● Exercise requirements:
Going down the listing below, print exactly each line from the one with "Locate the guitar strings" up to and including the one with "Locate the potted", and skip the rest.

(Records shown begins)

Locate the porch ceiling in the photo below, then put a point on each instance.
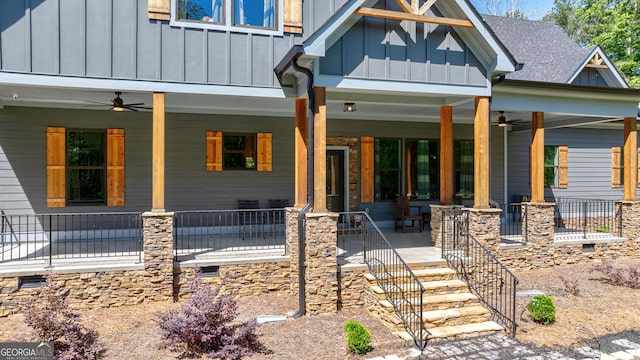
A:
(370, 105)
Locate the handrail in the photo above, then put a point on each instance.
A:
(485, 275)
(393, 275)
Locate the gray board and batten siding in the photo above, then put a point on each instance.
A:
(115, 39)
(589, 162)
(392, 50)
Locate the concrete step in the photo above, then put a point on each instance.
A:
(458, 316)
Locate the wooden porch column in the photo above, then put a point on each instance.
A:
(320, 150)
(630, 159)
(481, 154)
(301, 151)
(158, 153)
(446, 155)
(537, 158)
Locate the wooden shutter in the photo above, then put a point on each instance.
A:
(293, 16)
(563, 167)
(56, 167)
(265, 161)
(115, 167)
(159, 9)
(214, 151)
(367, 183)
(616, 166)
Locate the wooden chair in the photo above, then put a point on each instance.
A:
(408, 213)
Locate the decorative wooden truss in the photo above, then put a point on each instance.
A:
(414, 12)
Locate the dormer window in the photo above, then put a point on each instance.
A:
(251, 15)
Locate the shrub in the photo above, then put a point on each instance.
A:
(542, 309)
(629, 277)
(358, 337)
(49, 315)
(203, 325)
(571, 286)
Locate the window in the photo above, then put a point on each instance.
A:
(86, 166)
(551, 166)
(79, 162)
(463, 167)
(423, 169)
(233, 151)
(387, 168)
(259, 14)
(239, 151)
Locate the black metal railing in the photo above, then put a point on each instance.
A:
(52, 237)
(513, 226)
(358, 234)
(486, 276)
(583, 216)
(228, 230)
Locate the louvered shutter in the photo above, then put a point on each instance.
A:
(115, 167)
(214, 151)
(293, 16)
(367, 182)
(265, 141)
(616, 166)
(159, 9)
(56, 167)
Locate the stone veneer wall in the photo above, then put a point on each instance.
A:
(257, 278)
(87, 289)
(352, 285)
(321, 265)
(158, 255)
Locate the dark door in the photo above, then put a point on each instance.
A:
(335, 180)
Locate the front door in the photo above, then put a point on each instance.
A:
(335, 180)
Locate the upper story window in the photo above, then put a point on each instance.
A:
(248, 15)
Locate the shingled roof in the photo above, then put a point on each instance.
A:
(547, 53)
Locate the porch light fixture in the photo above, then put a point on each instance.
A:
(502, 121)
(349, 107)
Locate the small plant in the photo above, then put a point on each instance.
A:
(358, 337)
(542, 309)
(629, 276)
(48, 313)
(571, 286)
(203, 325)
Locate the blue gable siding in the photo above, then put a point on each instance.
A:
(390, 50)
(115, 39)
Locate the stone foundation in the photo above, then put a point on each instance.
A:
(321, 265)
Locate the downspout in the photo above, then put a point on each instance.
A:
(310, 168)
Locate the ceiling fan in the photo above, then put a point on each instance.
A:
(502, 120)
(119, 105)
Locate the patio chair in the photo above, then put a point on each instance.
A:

(Records shown ends)
(Records shown begins)

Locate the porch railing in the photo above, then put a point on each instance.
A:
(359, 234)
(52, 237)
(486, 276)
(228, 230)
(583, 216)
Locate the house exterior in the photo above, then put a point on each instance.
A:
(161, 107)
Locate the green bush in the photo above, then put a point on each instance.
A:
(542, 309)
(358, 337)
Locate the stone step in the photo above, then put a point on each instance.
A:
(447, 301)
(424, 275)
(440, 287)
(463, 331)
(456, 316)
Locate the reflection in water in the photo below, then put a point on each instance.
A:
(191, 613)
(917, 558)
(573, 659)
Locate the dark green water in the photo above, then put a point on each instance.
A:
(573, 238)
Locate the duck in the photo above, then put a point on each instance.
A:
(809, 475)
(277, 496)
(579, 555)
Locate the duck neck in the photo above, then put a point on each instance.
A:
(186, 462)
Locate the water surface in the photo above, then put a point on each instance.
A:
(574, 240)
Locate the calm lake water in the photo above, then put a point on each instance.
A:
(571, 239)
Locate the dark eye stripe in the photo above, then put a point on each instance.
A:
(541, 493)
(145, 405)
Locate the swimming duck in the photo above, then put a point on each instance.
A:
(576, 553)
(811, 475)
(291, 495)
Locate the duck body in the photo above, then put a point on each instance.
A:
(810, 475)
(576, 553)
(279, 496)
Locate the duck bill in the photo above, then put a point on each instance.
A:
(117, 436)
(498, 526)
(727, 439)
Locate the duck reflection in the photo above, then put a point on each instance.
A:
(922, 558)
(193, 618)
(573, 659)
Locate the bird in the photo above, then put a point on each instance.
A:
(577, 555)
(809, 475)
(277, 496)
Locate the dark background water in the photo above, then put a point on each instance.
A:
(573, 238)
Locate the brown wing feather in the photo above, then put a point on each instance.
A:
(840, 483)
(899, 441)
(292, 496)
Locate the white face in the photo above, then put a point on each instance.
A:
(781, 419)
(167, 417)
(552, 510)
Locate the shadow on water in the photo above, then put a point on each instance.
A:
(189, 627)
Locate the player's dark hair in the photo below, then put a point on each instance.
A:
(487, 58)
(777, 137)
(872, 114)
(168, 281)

(Records shown ends)
(Records shown begins)

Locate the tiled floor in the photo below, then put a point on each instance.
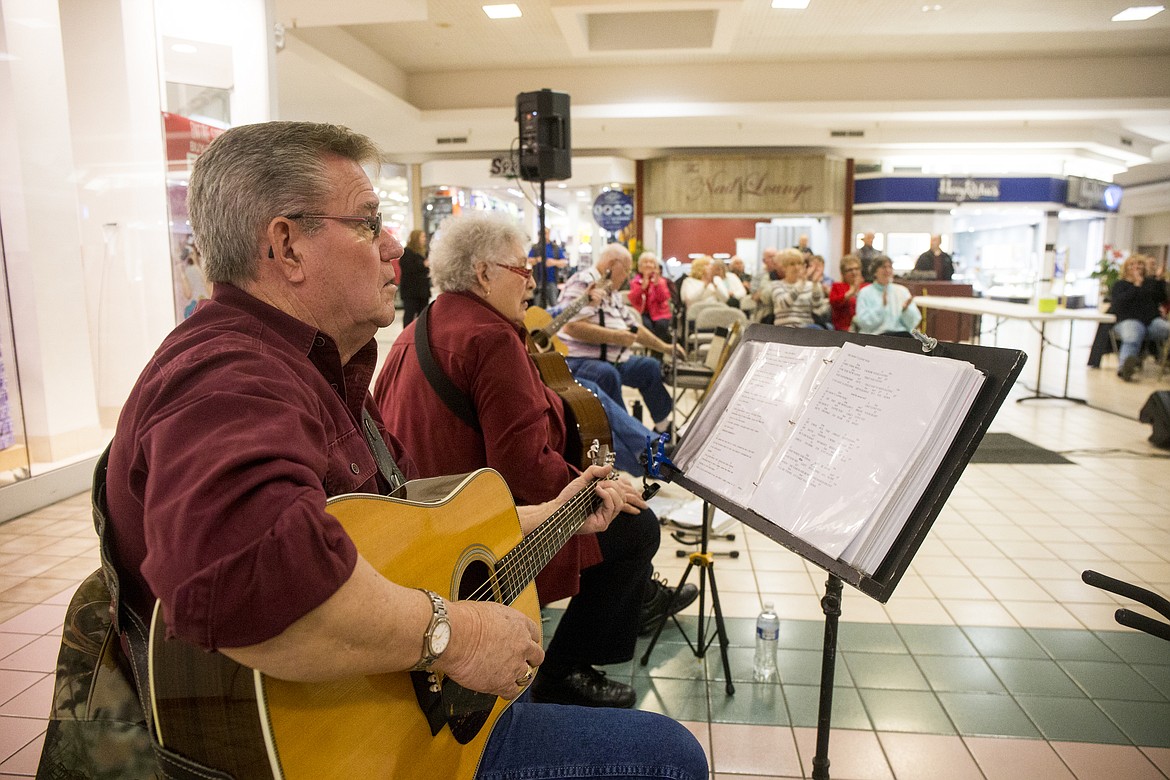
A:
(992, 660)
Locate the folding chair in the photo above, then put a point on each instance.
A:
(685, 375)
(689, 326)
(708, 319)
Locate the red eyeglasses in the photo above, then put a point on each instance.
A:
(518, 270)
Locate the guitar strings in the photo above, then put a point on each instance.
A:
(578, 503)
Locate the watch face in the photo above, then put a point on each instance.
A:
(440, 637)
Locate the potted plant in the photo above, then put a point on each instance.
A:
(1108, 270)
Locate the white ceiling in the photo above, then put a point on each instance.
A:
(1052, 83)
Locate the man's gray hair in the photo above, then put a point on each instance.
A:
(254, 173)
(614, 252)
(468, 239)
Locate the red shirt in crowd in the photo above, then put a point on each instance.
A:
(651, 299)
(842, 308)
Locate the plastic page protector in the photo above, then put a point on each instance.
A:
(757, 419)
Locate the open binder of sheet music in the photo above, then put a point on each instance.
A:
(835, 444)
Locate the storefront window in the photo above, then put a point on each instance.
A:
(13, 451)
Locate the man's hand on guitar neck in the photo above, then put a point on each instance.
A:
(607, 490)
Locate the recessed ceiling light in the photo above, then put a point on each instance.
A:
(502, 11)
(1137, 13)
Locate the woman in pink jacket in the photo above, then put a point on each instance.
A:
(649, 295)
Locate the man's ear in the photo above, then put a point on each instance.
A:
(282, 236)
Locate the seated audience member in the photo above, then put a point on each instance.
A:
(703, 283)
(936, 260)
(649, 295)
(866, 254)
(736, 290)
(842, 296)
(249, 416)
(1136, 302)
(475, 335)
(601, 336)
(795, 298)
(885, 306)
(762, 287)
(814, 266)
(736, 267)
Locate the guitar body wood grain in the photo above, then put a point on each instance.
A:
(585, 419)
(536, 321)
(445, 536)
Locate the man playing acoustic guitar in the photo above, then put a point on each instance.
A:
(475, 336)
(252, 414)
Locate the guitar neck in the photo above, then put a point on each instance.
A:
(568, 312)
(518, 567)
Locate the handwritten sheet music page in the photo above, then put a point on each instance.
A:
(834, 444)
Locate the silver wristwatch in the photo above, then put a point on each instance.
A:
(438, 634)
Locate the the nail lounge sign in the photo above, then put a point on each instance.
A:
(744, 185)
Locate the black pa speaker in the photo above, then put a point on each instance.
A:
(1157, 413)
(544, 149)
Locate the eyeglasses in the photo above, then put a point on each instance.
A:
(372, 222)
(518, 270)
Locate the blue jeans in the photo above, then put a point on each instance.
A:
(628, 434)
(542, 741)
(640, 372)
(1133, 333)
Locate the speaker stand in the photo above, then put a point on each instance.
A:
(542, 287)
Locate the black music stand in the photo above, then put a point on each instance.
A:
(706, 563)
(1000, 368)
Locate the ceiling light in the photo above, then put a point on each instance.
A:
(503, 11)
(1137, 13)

(Records shown ends)

● Result of the task:
Locate the guitar strings in the photo above, then put a point on each instance.
A:
(578, 503)
Locate the watch face in the photo above, then put a point on each instance.
A:
(440, 637)
Locate the potted plant in the photo above, then put a point on each instance.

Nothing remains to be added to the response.